Reproduce each of the following records line for line, without any change.

Stored records
· · · ·

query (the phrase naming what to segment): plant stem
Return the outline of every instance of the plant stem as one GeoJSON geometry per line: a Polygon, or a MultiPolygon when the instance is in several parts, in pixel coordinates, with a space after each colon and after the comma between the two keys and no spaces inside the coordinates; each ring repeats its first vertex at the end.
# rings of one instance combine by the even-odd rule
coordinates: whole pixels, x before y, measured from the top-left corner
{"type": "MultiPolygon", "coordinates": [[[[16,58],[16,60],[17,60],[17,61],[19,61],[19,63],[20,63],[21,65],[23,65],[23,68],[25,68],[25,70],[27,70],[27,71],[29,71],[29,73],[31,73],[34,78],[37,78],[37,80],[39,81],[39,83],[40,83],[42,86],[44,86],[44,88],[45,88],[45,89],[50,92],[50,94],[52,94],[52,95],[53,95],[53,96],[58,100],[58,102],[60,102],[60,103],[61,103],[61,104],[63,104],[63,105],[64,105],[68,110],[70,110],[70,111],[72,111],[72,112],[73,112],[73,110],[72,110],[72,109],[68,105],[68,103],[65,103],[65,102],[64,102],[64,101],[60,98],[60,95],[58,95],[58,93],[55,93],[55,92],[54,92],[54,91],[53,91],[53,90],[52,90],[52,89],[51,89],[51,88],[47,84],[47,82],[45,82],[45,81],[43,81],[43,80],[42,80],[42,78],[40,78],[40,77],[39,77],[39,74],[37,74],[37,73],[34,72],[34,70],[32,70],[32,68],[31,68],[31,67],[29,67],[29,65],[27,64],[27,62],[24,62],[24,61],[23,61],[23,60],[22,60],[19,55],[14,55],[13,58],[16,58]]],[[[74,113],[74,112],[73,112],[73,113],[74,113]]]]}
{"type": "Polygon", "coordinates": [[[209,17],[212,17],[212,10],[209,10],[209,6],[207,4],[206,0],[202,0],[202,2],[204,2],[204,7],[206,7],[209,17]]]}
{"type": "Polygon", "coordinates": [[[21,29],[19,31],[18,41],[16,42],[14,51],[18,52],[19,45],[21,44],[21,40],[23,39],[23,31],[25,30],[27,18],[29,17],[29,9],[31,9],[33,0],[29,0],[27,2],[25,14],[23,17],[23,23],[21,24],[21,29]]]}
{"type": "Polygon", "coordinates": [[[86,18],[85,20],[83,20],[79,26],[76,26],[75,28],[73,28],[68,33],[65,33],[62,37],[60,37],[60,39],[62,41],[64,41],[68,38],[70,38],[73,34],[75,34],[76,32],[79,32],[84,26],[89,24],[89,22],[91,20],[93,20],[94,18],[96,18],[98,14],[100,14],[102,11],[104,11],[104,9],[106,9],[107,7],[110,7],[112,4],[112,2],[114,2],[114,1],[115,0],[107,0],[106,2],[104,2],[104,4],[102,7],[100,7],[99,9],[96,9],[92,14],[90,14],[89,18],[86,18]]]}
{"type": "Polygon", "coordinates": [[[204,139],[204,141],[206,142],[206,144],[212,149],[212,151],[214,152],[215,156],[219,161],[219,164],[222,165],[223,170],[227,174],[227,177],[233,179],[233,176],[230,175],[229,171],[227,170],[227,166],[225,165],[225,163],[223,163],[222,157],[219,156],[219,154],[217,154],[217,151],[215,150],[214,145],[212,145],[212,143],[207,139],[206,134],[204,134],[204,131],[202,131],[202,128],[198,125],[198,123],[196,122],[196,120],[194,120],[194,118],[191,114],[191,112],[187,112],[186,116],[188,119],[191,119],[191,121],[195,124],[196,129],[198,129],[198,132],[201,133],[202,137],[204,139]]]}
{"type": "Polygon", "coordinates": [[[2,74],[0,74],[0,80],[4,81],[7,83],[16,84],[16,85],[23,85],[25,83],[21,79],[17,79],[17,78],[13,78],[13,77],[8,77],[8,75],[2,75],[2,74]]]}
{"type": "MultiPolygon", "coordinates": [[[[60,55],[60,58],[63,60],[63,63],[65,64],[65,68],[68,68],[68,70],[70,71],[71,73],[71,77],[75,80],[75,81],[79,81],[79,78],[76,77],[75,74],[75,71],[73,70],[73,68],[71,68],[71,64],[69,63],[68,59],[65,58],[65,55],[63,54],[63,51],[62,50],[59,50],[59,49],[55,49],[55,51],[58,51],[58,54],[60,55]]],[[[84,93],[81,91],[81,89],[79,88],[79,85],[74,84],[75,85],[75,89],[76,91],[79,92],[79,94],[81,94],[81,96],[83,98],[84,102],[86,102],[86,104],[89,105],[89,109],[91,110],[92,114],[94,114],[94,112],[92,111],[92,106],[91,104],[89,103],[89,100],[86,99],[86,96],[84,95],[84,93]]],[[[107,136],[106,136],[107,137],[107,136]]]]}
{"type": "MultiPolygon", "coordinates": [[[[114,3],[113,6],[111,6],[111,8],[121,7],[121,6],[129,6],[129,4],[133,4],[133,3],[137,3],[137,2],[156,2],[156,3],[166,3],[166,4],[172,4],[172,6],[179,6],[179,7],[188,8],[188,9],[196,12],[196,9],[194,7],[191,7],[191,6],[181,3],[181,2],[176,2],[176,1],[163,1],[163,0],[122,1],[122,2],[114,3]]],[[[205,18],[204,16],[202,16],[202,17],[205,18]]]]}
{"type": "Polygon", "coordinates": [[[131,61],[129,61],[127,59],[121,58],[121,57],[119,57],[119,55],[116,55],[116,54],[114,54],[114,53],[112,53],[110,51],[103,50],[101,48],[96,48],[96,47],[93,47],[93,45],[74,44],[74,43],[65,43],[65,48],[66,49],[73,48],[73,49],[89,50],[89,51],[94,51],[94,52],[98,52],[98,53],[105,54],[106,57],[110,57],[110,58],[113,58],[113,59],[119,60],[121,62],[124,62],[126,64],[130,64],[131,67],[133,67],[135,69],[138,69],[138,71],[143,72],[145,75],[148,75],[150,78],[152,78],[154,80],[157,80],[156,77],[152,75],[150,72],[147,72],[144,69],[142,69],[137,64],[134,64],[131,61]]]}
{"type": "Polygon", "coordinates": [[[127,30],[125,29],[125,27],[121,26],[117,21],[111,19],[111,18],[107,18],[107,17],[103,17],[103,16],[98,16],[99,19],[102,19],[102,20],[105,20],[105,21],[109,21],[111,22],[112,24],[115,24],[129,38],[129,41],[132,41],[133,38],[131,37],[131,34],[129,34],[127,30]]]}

· · · ·

Result below >>
query (the phrase naming what to segment): plant stem
Return the outline of every instance of the plant stem as one GeoJSON geometry per line: a Polygon, or a MultiPolygon when the instance is in several parts, in pixel coordinates, with a space after each colon and after the comma between the two keys and no spaces inside the coordinates; each ring repeats its first vertex at the end.
# rings of one instance combine by the even-odd rule
coordinates: whole pixels, x before y, measured from the top-left corner
{"type": "MultiPolygon", "coordinates": [[[[16,58],[16,60],[17,60],[17,61],[19,61],[19,63],[20,63],[21,65],[23,65],[23,68],[25,68],[25,70],[27,70],[27,71],[29,71],[29,73],[31,73],[34,78],[37,78],[37,80],[39,81],[39,83],[40,83],[42,86],[44,86],[44,88],[45,88],[45,89],[50,92],[50,94],[52,94],[52,95],[53,95],[53,96],[58,100],[58,102],[60,102],[60,103],[61,103],[61,104],[63,104],[63,105],[64,105],[68,110],[70,110],[70,111],[72,111],[72,112],[73,112],[73,110],[72,110],[72,109],[68,105],[68,103],[65,103],[65,102],[64,102],[64,101],[60,98],[60,95],[58,95],[58,93],[55,93],[55,92],[54,92],[54,91],[53,91],[53,90],[52,90],[52,89],[51,89],[51,88],[47,84],[47,82],[45,82],[45,81],[43,81],[43,80],[42,80],[42,78],[40,78],[40,77],[39,77],[39,74],[37,74],[37,73],[34,72],[34,70],[32,70],[32,68],[31,68],[31,67],[29,67],[29,65],[27,64],[27,62],[24,62],[24,61],[23,61],[23,60],[22,60],[19,55],[14,55],[13,58],[16,58]]],[[[74,113],[74,112],[73,112],[73,113],[74,113]]]]}
{"type": "Polygon", "coordinates": [[[209,17],[212,17],[212,10],[209,10],[209,6],[207,4],[206,0],[202,0],[202,2],[204,2],[204,7],[206,7],[209,17]]]}
{"type": "Polygon", "coordinates": [[[21,29],[19,31],[18,41],[16,42],[14,51],[18,52],[19,45],[21,44],[21,40],[23,39],[23,31],[25,30],[27,18],[29,17],[29,9],[31,9],[33,0],[29,0],[27,2],[25,14],[23,17],[23,23],[21,24],[21,29]]]}
{"type": "Polygon", "coordinates": [[[86,18],[85,20],[83,20],[79,26],[76,26],[75,28],[73,28],[68,33],[65,33],[62,37],[60,37],[60,39],[62,41],[64,41],[68,38],[70,38],[73,34],[75,34],[76,32],[79,32],[84,26],[89,24],[89,22],[91,20],[93,20],[94,18],[96,18],[98,14],[100,14],[102,11],[104,11],[104,9],[106,9],[107,7],[110,7],[112,4],[112,2],[114,2],[114,1],[115,0],[107,0],[106,2],[104,2],[104,4],[102,7],[100,7],[99,9],[96,9],[92,14],[90,14],[89,18],[86,18]]]}
{"type": "Polygon", "coordinates": [[[204,139],[204,141],[206,142],[206,144],[212,149],[212,151],[214,152],[215,156],[219,161],[219,164],[222,165],[223,170],[227,174],[227,177],[233,179],[233,176],[230,175],[229,171],[227,170],[227,166],[225,165],[225,163],[223,163],[222,157],[219,156],[219,154],[217,154],[217,151],[215,150],[214,145],[212,145],[212,143],[207,139],[206,134],[204,134],[204,131],[202,131],[202,128],[198,125],[198,123],[196,122],[196,120],[194,120],[194,118],[191,114],[191,112],[187,112],[186,116],[188,119],[191,119],[191,121],[195,124],[196,129],[198,129],[198,132],[201,133],[202,137],[204,139]]]}
{"type": "Polygon", "coordinates": [[[2,74],[0,74],[0,80],[4,81],[7,83],[16,84],[16,85],[23,85],[25,83],[21,79],[17,79],[17,78],[13,78],[13,77],[8,77],[8,75],[2,75],[2,74]]]}
{"type": "MultiPolygon", "coordinates": [[[[60,55],[60,58],[63,60],[63,63],[65,64],[65,68],[68,68],[68,70],[70,71],[71,73],[71,77],[75,80],[75,81],[79,81],[79,78],[76,77],[75,74],[75,71],[73,70],[73,68],[71,68],[71,64],[69,63],[68,59],[65,58],[65,55],[63,54],[63,51],[62,50],[59,50],[59,49],[55,49],[55,51],[58,51],[58,54],[60,55]]],[[[84,93],[81,91],[81,89],[79,88],[79,85],[74,84],[75,85],[75,89],[76,91],[79,92],[79,94],[81,94],[81,96],[83,98],[84,102],[86,102],[86,104],[89,105],[89,109],[91,110],[92,114],[94,114],[94,112],[92,111],[92,106],[91,104],[89,103],[89,100],[86,99],[86,96],[84,95],[84,93]]],[[[107,136],[106,136],[107,137],[107,136]]]]}
{"type": "MultiPolygon", "coordinates": [[[[114,3],[113,6],[111,6],[111,8],[121,7],[121,6],[129,6],[129,4],[133,4],[133,3],[137,3],[137,2],[156,2],[156,3],[166,3],[166,4],[172,4],[172,6],[179,6],[179,7],[188,8],[188,9],[196,12],[196,9],[194,7],[191,7],[191,6],[181,3],[181,2],[176,2],[176,1],[163,1],[163,0],[122,1],[122,2],[114,3]]],[[[205,18],[204,16],[202,16],[202,17],[205,18]]]]}
{"type": "Polygon", "coordinates": [[[131,61],[129,61],[127,59],[121,58],[121,57],[119,57],[119,55],[116,55],[116,54],[114,54],[114,53],[112,53],[110,51],[103,50],[101,48],[96,48],[96,47],[93,47],[93,45],[74,44],[74,43],[65,43],[65,48],[66,49],[73,48],[73,49],[89,50],[89,51],[94,51],[94,52],[98,52],[98,53],[105,54],[106,57],[110,57],[110,58],[113,58],[113,59],[119,60],[121,62],[124,62],[126,64],[130,64],[131,67],[133,67],[135,69],[138,69],[138,71],[143,72],[145,75],[148,75],[150,78],[152,78],[154,80],[157,80],[156,77],[152,75],[150,72],[147,72],[144,69],[142,69],[137,64],[134,64],[131,61]]]}
{"type": "Polygon", "coordinates": [[[127,30],[125,29],[125,27],[121,26],[117,21],[111,19],[111,18],[107,18],[107,17],[103,17],[103,16],[98,16],[99,19],[102,19],[102,20],[105,20],[105,21],[109,21],[111,22],[112,24],[115,24],[129,38],[129,41],[132,41],[133,38],[131,37],[131,34],[129,34],[127,30]]]}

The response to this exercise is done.